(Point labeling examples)
——————

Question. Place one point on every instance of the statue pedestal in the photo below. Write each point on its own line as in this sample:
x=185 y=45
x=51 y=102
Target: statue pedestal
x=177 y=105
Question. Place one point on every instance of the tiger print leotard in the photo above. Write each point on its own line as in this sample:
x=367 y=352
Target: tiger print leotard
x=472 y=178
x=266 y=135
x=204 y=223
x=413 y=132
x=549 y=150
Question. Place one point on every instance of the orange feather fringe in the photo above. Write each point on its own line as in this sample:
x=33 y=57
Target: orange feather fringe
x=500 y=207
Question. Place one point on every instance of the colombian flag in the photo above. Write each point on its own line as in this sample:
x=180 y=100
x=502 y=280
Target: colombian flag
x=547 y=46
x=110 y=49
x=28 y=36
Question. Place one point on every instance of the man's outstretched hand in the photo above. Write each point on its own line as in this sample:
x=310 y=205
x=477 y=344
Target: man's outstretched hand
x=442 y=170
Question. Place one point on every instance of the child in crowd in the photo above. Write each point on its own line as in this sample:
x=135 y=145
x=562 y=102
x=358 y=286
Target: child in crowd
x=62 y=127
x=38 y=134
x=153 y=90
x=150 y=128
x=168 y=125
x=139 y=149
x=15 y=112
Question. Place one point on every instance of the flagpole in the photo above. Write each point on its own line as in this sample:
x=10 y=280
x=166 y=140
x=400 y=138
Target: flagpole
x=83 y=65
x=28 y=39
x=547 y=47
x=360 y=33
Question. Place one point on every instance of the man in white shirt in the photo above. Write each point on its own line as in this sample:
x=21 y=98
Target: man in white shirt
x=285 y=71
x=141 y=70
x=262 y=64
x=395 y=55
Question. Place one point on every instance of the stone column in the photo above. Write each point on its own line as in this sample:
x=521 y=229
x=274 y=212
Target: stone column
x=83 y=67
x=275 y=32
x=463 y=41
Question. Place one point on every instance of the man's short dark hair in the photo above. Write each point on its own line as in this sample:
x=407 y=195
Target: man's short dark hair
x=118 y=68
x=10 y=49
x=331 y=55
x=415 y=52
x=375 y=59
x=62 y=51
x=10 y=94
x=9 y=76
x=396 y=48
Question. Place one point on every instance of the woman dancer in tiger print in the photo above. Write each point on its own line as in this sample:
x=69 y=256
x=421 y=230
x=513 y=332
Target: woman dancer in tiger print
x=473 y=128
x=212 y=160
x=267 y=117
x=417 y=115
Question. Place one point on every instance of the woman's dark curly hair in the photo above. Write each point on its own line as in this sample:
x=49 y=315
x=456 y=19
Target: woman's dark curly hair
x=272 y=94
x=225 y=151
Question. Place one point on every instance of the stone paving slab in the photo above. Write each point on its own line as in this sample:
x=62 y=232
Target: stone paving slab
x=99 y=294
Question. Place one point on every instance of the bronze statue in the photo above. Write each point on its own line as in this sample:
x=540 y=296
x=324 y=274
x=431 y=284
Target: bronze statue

——————

**WHAT IS REQUIRED**: Exactly as they are written, print the entries again.

**CORRECT OUTPUT**:
Question. Place one point on every instance of the statue pedestal in the photo below. Write each point on its own line as in this sample:
x=185 y=45
x=51 y=102
Target: statue pedestal
x=177 y=105
Question. Place one point on every instance of the tiger print leotard in the photo above. Write each point on its own line as in this sample:
x=367 y=352
Target: tiger print leotard
x=472 y=178
x=266 y=135
x=204 y=223
x=413 y=132
x=549 y=150
Question. Place one point on every instance of the orange feather fringe in the photo above. Write each point on its own line as in this sample:
x=33 y=57
Target: orange feather fringe
x=500 y=207
Question. Place one point on every instance of the colombian flag in the photo above. Write each point on its own line as in this sample:
x=180 y=100
x=502 y=280
Target: colombian flag
x=547 y=46
x=110 y=49
x=28 y=36
Question. Place one point on every instance of the man's outstretched hand in the photo above. Write each point on its own line as in this sample:
x=310 y=205
x=477 y=344
Target: man's outstretched hand
x=442 y=170
Question. Place one point on every instance of the child in crowd in the photo above. Write each point on its own line as in this sample:
x=135 y=145
x=562 y=102
x=358 y=286
Target: child in crowd
x=62 y=127
x=38 y=134
x=153 y=90
x=150 y=128
x=168 y=125
x=139 y=149
x=15 y=112
Question. Place one point on every instance of the flagpole in the photo above. Write each point on its own line as in this sample:
x=10 y=280
x=166 y=140
x=400 y=138
Target: flagpole
x=83 y=65
x=28 y=39
x=547 y=47
x=360 y=33
Question. Place one point on every instance of the man in white shirt in the photo above. Write each point on its own line as in this sample:
x=21 y=98
Target: man in white shirt
x=285 y=71
x=141 y=70
x=262 y=64
x=395 y=55
Question. Place one point on every instance of the stone column in the photo above. Write each point on its own line as in this sample:
x=521 y=229
x=274 y=212
Target: stone column
x=83 y=67
x=275 y=32
x=463 y=41
Question. Place one point on every instance of the man's short dark hair in the photo above. Write each point on its own line as in this sample:
x=407 y=195
Target: man's short dark hair
x=118 y=68
x=10 y=49
x=331 y=55
x=415 y=52
x=375 y=59
x=62 y=51
x=10 y=94
x=9 y=76
x=396 y=48
Question. Place one point on every instance of the woman dancer in tiger print in the photo above. Write each point on its own line as in this sample:
x=69 y=256
x=421 y=230
x=513 y=332
Target: woman dancer in tiger print
x=473 y=128
x=212 y=160
x=267 y=117
x=417 y=115
Question. Place one point on every instance of the woman's dark curly hair in the photo above. Write each point on its own line as in this sample:
x=49 y=315
x=456 y=19
Target: woman's dark curly hair
x=272 y=94
x=225 y=151
Question. Place one point on every instance of the stone paving slab in the photo above. Write each point on its own line as in this sample:
x=62 y=232
Target: stone paving slab
x=99 y=294
Question. Place one point on every instance of the bronze statue in the photo above. Write each point on its own line as in this sample:
x=540 y=296
x=324 y=274
x=431 y=284
Target: bronze statue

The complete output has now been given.